(Point localization data)
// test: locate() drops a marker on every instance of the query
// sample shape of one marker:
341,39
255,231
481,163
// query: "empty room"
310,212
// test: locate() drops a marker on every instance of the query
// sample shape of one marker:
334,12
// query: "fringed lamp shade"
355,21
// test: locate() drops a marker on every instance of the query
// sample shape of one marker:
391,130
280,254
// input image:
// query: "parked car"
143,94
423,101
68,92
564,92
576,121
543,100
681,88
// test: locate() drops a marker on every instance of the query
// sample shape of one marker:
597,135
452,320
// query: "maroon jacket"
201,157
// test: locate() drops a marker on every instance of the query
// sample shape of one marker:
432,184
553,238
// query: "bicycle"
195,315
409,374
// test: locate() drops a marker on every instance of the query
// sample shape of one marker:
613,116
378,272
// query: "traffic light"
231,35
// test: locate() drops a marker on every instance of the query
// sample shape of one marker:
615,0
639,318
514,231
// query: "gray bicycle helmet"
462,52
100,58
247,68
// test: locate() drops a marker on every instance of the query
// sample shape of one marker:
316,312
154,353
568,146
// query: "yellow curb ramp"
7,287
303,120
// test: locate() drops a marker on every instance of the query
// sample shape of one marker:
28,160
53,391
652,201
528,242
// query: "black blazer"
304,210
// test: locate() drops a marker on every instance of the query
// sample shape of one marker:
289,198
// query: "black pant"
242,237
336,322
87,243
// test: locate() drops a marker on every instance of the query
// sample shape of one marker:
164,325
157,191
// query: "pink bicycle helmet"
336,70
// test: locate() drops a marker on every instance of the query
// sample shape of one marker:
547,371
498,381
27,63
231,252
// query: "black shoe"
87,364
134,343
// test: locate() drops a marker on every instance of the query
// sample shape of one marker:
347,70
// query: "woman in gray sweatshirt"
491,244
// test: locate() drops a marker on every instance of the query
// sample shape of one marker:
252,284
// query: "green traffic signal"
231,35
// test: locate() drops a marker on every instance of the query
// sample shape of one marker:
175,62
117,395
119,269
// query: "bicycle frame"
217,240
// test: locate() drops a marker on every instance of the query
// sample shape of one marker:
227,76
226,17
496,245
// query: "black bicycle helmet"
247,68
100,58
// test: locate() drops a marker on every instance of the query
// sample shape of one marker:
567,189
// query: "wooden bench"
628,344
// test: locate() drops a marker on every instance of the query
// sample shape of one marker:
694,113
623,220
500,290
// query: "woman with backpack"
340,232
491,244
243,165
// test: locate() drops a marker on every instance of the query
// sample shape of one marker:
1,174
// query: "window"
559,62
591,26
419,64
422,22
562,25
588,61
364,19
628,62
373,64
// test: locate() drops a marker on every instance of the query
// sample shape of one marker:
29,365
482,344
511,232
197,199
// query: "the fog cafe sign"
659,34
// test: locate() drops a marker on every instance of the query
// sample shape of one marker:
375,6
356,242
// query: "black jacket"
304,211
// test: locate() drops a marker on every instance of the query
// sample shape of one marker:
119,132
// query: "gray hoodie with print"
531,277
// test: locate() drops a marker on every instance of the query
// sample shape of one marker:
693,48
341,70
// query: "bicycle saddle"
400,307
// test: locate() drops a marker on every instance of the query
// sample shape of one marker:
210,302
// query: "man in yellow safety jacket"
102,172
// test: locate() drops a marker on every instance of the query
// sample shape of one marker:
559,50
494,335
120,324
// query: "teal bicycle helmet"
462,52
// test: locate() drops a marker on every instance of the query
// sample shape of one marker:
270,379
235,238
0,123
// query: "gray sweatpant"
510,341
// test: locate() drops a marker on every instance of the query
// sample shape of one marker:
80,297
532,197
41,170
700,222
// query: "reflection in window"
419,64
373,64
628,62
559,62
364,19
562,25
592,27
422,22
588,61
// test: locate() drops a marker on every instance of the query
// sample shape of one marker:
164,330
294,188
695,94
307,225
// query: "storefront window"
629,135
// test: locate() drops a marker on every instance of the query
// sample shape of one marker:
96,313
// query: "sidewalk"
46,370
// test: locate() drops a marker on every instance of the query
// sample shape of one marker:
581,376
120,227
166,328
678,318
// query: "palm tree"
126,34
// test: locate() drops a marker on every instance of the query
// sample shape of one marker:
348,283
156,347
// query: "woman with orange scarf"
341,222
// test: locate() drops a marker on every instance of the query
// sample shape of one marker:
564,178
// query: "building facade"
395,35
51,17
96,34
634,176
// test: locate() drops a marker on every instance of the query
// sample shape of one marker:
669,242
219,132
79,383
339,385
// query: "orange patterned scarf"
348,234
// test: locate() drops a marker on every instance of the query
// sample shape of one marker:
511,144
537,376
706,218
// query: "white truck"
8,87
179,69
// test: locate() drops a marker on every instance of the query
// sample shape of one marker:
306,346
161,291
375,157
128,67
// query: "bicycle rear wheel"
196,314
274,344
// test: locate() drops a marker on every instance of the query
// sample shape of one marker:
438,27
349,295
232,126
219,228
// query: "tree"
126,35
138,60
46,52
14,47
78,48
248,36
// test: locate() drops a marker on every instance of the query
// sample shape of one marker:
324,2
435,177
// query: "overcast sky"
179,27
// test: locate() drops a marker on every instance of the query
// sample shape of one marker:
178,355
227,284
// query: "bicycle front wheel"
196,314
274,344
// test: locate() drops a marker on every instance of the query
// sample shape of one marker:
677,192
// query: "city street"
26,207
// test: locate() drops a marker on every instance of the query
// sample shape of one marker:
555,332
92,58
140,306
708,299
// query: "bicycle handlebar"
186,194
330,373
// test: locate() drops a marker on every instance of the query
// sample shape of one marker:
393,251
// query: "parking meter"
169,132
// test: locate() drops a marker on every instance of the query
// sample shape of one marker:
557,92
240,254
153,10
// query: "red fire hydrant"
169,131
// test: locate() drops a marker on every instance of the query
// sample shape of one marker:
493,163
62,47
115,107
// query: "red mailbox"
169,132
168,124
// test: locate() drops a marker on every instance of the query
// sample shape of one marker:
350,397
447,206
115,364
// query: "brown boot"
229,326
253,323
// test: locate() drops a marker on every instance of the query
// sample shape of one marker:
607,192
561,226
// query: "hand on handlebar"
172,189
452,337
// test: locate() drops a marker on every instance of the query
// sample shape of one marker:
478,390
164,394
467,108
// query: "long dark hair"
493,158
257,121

#### [Exercise]
From the data above, output every line exactly.

#### [Response area]
// test: locate() drops a marker on every instance of the query
// sample shape of one marker:
341,39
255,231
481,163
// query: "empty room"
310,212
// test: locate() drops a marker on every instance of the query
// sample shape of one marker:
334,12
// query: "fringed lamp shade"
355,21
// test: locate() drops a marker on every instance of the query
// sample shape of one marker:
391,130
280,254
// input image:
// query: "parked car"
143,94
423,101
68,92
564,92
576,121
543,100
681,88
// test: locate() drops a marker on every instance of the query
// sample shape of one marker:
597,135
452,320
// query: "maroon jacket"
201,157
// test: locate() drops a marker on every instance of the query
// sample shape of one marker:
432,184
553,238
// query: "bicycle"
195,315
409,374
// test: locate() drops a marker on every instance of the query
// sample shape of one marker:
613,116
378,272
// query: "traffic light"
231,35
// test: locate() drops a marker on every instance of the query
// sample shape of one marker:
615,0
639,318
514,231
// query: "gray bicycle helmet"
462,52
100,58
247,68
// test: locate() drops a marker on every instance of the query
// sample shape of one marker:
316,312
154,353
568,146
// query: "yellow curb ramp"
7,287
303,120
// test: locate() drops a marker on every instance of the query
// sample shape of one marker:
28,160
53,391
652,201
528,242
// query: "black blazer"
304,210
// test: locate() drops a marker on every instance of the query
// sample shape of one marker:
289,198
// query: "black pant"
242,237
336,322
87,243
// test: locate() drops a marker on every instance of the query
// sample shape of one marker:
164,325
157,191
// query: "pink bicycle helmet"
336,70
// test: locate() drops a marker on every instance of the query
// sample shape of one marker:
547,371
498,381
27,63
231,252
// query: "black shoe"
87,364
134,343
// test: locate() drops a marker on every instance of the query
// sample shape of one marker:
347,70
// query: "woman in gray sweatshirt"
491,244
// test: locate() drops a marker on every instance of the query
// sample shape of one marker:
252,284
// query: "green traffic signal"
231,35
// test: locate() drops a marker on every instance of the query
// sample shape of one marker:
175,62
117,395
119,269
// query: "bicycle frame"
217,240
// test: locate() drops a marker on every instance of the query
// sample shape of one marker:
227,76
226,17
496,245
// query: "black bicycle helmet"
247,68
100,58
// test: locate() drops a marker on every instance of the query
// sample shape of one marker:
567,189
// query: "wooden bench"
628,344
// test: locate() drops a marker on every instance of the query
// sample shape of one marker:
694,113
623,220
500,290
// query: "woman with backpack"
340,232
491,244
243,165
// test: locate() drops a marker on every instance of the query
// sample shape of one marker:
1,174
// query: "window"
559,62
591,26
419,64
422,22
562,25
588,61
364,19
628,62
373,64
// test: locate() drops a marker on every instance of the query
// sample shape of one marker:
29,365
482,344
511,232
197,199
// query: "the fog cafe sign"
659,34
// test: locate() drops a marker on every instance of the query
// sample shape of one marker:
375,6
356,242
// query: "black jacket"
304,211
// test: locate() drops a marker on every instance of the query
// sample shape of one marker:
119,132
// query: "gray hoodie with print"
531,277
// test: locate() drops a marker on every instance of the query
// sample shape of one marker:
693,48
341,70
// query: "bicycle saddle"
400,307
// test: locate() drops a marker on every instance of the query
// sample shape of one marker:
210,302
// query: "man in yellow safety jacket"
102,172
// test: locate() drops a marker on every instance of the query
// sample shape of one marker:
559,50
494,335
120,324
// query: "teal bicycle helmet"
462,52
// test: locate() drops a marker on every instance of the query
// sample shape of one marker:
270,379
235,238
0,123
// query: "gray sweatpant"
510,341
// test: locate() drops a marker on every instance of the query
// sample shape of one marker:
80,297
532,197
41,170
700,222
// query: "reflection in window"
419,64
373,64
628,62
559,62
364,19
562,25
592,27
422,22
588,61
// test: locate() drops a marker on every instance of the query
// sample shape of one marker:
164,330
294,188
695,94
307,225
// query: "storefront window"
629,135
// test: locate() drops a marker on every instance of the query
// sample shape of one marker:
96,313
// query: "sidewalk"
46,370
// test: locate() drops a marker on every instance of the query
// sample shape of one marker:
581,376
120,227
166,328
678,318
// query: "palm tree"
126,34
// test: locate() drops a marker on every instance of the query
// sample shape of one marker:
348,283
156,347
// query: "woman with orange scarf"
341,222
// test: locate() drops a marker on every instance of the query
// sample shape of one marker:
564,178
// query: "building facade"
395,35
51,17
96,34
634,176
// test: locate() drops a marker on every instance of the query
// sample shape of one marker:
669,242
219,132
79,383
339,385
// query: "orange patterned scarf"
348,234
// test: locate() drops a marker on every instance of the query
// sample shape of one marker:
511,144
537,376
706,218
// query: "white truck"
8,87
179,69
// test: locate() drops a marker on every instance of the query
// sample shape of one marker:
306,346
161,291
375,157
128,67
// query: "bicycle rear wheel"
196,314
274,344
// test: locate() drops a marker on every instance of the query
// sample shape of one marker:
438,27
349,295
232,126
219,228
// query: "tree"
126,35
138,60
46,52
14,47
78,48
248,36
// test: locate() drops a marker on every instance of the query
// sample shape of one marker:
324,2
435,177
// query: "overcast sky"
179,27
// test: locate() drops a marker on every instance of the query
// sample shape of one marker:
178,355
227,284
// query: "bicycle front wheel"
196,314
274,344
// test: locate() drops a marker on every instance of the query
// sample shape of one marker:
677,192
// query: "city street"
26,207
// test: locate() drops a marker on every instance of the query
// sample shape of one marker:
555,332
92,58
140,306
708,299
// query: "bicycle handlebar"
186,194
330,373
// test: locate() drops a marker on every instance of the query
// sample shape of one marker:
393,251
// query: "parking meter"
169,132
// test: locate() drops a marker on every instance of the query
// sample shape of one marker:
557,92
240,254
153,10
// query: "red fire hydrant"
169,131
// test: locate() drops a marker on every instance of the query
// sample shape of one marker:
493,163
62,47
115,107
// query: "red mailbox"
169,132
168,124
// test: locate() drops a marker on every instance of the query
// sample shape of one marker:
350,397
447,206
115,364
// query: "brown boot"
229,326
253,323
// test: locate() drops a marker on every instance of the query
// sample shape of one marker:
607,192
561,226
// query: "hand on handlebar"
172,189
452,337
// test: locate() drops a marker on every instance of the query
// sample shape of one marker:
478,390
164,394
467,108
// query: "long dark hair"
493,158
257,121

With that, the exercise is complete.